Exercise: Provide again, from the entries below, every line from the one containing "TARGET: large stone block" through the one containing "TARGET: stone column", exactly as written, and no other line.

*** Records for processing ***

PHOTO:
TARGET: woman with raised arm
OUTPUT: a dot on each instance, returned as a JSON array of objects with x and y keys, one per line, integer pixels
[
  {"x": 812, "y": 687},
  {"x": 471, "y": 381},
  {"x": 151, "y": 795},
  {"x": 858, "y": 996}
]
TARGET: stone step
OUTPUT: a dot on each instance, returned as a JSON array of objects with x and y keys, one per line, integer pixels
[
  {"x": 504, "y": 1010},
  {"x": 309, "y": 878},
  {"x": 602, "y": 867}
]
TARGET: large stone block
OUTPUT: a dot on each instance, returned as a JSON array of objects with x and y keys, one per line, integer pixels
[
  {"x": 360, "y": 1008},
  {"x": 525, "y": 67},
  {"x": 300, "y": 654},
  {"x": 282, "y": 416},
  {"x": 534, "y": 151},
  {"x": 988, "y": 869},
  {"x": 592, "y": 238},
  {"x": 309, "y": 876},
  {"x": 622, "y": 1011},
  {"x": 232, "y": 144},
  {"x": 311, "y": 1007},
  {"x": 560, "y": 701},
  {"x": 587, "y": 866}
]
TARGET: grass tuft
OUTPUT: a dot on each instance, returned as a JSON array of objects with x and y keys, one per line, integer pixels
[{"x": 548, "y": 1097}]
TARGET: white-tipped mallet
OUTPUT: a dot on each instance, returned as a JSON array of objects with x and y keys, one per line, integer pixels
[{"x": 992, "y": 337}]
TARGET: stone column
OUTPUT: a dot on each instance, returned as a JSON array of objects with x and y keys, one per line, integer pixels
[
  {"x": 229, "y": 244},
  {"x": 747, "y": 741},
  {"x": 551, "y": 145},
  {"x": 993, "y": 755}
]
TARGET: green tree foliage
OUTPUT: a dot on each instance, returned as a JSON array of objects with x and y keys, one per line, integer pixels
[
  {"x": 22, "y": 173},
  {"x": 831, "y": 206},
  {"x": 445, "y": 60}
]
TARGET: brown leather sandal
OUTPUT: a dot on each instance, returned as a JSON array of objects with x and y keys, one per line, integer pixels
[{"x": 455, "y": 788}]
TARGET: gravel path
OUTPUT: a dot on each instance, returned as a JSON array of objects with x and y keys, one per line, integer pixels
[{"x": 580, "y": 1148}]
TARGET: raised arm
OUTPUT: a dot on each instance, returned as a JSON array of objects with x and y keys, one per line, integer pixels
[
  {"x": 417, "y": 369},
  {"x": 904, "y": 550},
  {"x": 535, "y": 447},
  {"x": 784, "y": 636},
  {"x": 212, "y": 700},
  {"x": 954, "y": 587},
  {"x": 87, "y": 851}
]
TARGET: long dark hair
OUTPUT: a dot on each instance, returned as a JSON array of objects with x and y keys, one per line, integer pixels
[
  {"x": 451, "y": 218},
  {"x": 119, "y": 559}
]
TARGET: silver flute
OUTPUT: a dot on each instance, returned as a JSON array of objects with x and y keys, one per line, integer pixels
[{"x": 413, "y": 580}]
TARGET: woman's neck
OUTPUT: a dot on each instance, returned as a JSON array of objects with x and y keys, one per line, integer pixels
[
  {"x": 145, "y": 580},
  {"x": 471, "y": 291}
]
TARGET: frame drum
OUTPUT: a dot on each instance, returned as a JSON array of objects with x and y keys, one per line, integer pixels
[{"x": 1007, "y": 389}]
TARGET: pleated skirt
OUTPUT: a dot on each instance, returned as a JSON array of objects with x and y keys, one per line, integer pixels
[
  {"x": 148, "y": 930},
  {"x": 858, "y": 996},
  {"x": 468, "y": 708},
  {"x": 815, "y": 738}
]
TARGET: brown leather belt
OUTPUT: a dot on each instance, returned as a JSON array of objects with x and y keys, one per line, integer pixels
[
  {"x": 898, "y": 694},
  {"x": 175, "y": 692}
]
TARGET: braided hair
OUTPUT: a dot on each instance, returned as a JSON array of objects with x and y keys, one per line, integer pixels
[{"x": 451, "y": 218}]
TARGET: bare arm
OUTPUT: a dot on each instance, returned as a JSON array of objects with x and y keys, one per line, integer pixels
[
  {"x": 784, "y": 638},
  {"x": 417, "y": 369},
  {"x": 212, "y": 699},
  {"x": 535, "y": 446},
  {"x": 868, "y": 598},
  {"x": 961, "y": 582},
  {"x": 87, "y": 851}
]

***

Reply:
TARGET: large stone block
OUTPUT: a dot on each instance, returned as a JSON array of objects with x and y keys, one per line, integer pixels
[
  {"x": 360, "y": 1008},
  {"x": 525, "y": 67},
  {"x": 300, "y": 654},
  {"x": 282, "y": 416},
  {"x": 534, "y": 151},
  {"x": 988, "y": 869},
  {"x": 592, "y": 238},
  {"x": 309, "y": 876},
  {"x": 622, "y": 1011},
  {"x": 232, "y": 144},
  {"x": 311, "y": 1007},
  {"x": 560, "y": 701},
  {"x": 587, "y": 866}
]
TARGET: grass tuft
OUTPUT: a dot on each instance, returned as a JSON array of objects with x and y keys, one per line, integer pixels
[{"x": 548, "y": 1097}]
TARGET: white-tipped mallet
OUTPUT: a dot on each instance, returned as a JSON array of objects with x and y keys, one per line, integer pixels
[{"x": 992, "y": 337}]
TARGET: stone column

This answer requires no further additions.